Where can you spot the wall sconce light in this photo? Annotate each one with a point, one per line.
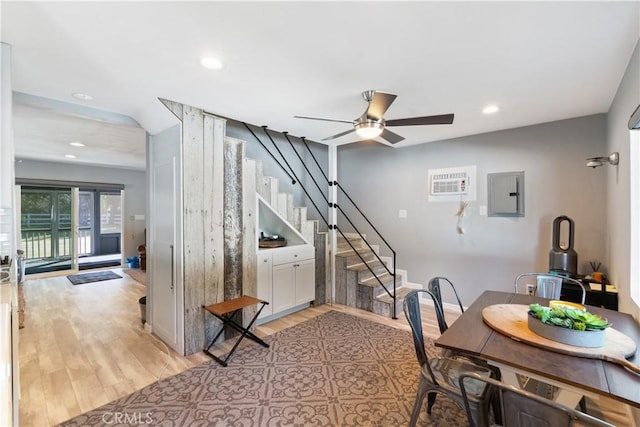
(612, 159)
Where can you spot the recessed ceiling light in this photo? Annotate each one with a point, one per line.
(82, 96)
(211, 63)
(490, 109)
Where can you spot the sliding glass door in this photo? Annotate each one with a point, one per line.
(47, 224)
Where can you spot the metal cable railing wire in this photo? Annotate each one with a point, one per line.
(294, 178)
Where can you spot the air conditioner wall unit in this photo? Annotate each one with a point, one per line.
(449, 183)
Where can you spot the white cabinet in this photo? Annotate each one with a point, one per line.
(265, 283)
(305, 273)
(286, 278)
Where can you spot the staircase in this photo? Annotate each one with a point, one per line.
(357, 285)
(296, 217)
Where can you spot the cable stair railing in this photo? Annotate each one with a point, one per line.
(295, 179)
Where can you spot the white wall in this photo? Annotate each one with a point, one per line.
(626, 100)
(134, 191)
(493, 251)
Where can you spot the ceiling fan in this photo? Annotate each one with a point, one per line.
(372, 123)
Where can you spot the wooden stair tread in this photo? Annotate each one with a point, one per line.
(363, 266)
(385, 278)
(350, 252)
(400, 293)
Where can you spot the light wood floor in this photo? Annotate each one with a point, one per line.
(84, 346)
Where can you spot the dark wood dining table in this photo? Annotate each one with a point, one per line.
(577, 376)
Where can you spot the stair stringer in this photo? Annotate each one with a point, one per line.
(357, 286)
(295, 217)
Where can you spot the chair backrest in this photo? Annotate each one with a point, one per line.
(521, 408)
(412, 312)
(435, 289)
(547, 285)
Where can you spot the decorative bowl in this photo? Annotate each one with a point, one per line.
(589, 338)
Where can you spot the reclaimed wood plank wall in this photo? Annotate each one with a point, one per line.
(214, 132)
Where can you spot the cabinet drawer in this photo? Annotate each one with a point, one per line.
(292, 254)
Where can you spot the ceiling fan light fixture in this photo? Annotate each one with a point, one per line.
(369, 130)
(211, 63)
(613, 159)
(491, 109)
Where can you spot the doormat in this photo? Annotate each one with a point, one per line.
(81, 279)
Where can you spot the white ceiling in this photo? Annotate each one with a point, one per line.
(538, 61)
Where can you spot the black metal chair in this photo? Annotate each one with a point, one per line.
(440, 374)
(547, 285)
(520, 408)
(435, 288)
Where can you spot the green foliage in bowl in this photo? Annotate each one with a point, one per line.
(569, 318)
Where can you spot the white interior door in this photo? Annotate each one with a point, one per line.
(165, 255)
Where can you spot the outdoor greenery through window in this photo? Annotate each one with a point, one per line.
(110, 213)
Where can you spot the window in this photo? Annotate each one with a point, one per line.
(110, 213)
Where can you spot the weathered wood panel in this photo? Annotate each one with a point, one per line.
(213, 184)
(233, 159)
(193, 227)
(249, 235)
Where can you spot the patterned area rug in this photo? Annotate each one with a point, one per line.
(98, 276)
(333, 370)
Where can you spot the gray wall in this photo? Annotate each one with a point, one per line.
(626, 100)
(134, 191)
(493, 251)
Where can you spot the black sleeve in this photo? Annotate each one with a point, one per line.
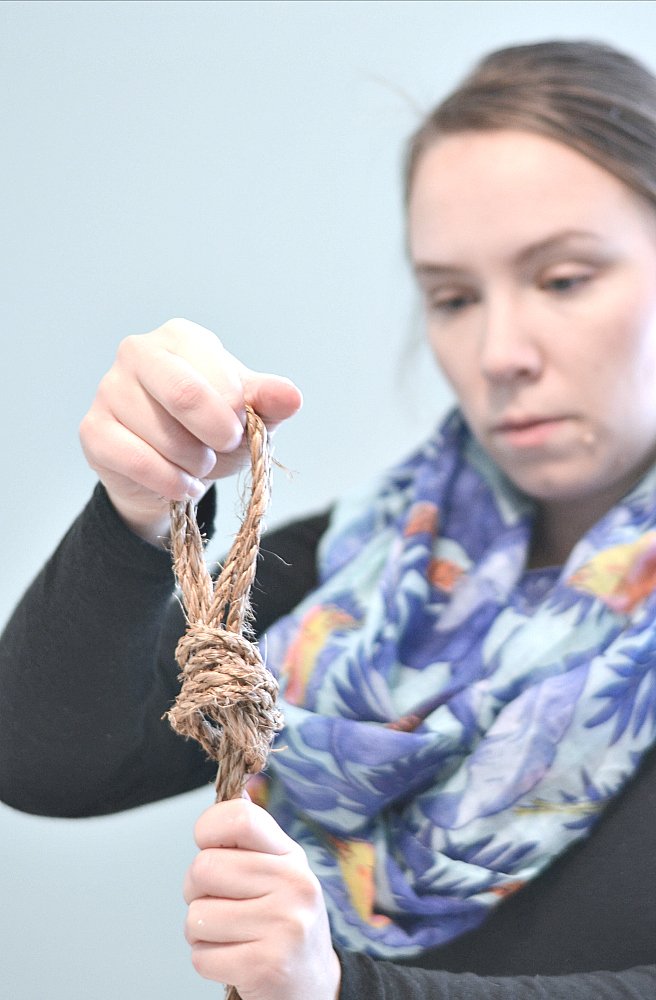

::::

Please retype the records above exactly, leaving every image out.

### YOUR SOLUTION
Where can you spot the wall sconce light in this photo? Annotate each one with a point, one per line.
(612, 159)
Where can you spot the recessed ceiling light in this photo? Annotate each one with a point, one per line.
(82, 96)
(211, 63)
(490, 109)
Where can you spot the sliding glass door in this photo? Annotate each one with a point, one per line.
(47, 224)
Where can you spot the metal cable railing wire in this photo? Annotate each one with a point, one per line.
(294, 178)
Where can you spot the air conditioner wall unit in this photo? Annotate each one with a point, one per line.
(449, 183)
Where can you spot the white cabinet in this photo? Annotate each one with a point, one per line.
(265, 283)
(305, 273)
(286, 278)
Where can you spot the staircase in this photo? Annotate each one with a point, one per line.
(357, 285)
(296, 217)
Where can you spot the cable stair railing in this photo? Annotate each one with a point, one per line.
(295, 179)
Where can you spot the white wall in this photo? Annotate each one with a point, one per line.
(626, 100)
(134, 191)
(493, 251)
Where can you spot the ceiling fan in this photo? Annotate each one with a point, one per line.
(372, 123)
Where can you spot the wooden stair tread in this photo? Annotate each one with a point, one per line.
(363, 266)
(385, 278)
(350, 252)
(400, 293)
Where can you spot the light wood floor in this photo? Annotate each one with a point, one per line.
(84, 346)
Where can you spot the dark wood dining table in this photo? Annotate each one with a point, one per line.
(577, 376)
Where can you spot the stair stringer in this photo? Annotate each one with a point, one per line.
(357, 286)
(295, 217)
Where can you spot the chair backrest in this photo? Annotate each one with a point, one per line.
(521, 408)
(412, 312)
(435, 289)
(547, 285)
Where can you spot the decorative bowl in this photo? Annotate each one with a point, one per line.
(589, 338)
Where can you spot the reclaimed wood plank wall in this photo? Annotate each one with a point, one per line.
(214, 132)
Where can you spot the cabinet drawer in this photo? Annotate each one with a point, one per line.
(292, 254)
Where can you spot the ceiling fan light fixture in this photo? Annotate each one with a point, one per line.
(369, 130)
(211, 63)
(613, 159)
(491, 109)
Where can you spot the doormat in this photo? Annotate each one with a point, one per line.
(81, 279)
Where can you spot the white ceiling in this photo? Annotate each one with a point, one per line.
(538, 61)
Where can you spot the black metal chair in this photo? Annotate each one with a point, one per line.
(440, 374)
(547, 285)
(520, 408)
(435, 288)
Where can you spot the green foliage in bowl in this photo? Annotate each one with a point, one per line.
(569, 318)
Where can you spot the white interior door in this photo? Annotate each one with a point, one per line.
(165, 255)
Where can you spot the outdoor greenery through window in this photo? Annotate each one with a point, one per line.
(110, 213)
Where can you spot the window in this photo? Annotate each one with a point, one per line.
(110, 213)
Where can you spot the weathered wood panel in this photo? Annotate each one with a point, one per line.
(213, 184)
(233, 159)
(193, 227)
(249, 235)
Where can you spot the patterned area rug in this photo? Annotate each one with a point, one per line.
(98, 276)
(333, 370)
Where can you spot the gray wall in this photo? Annotate each one with a point, one per line.
(626, 100)
(134, 191)
(493, 251)
Where can you spot the black sleeve in this photo? Annotate each one with a point, one per line.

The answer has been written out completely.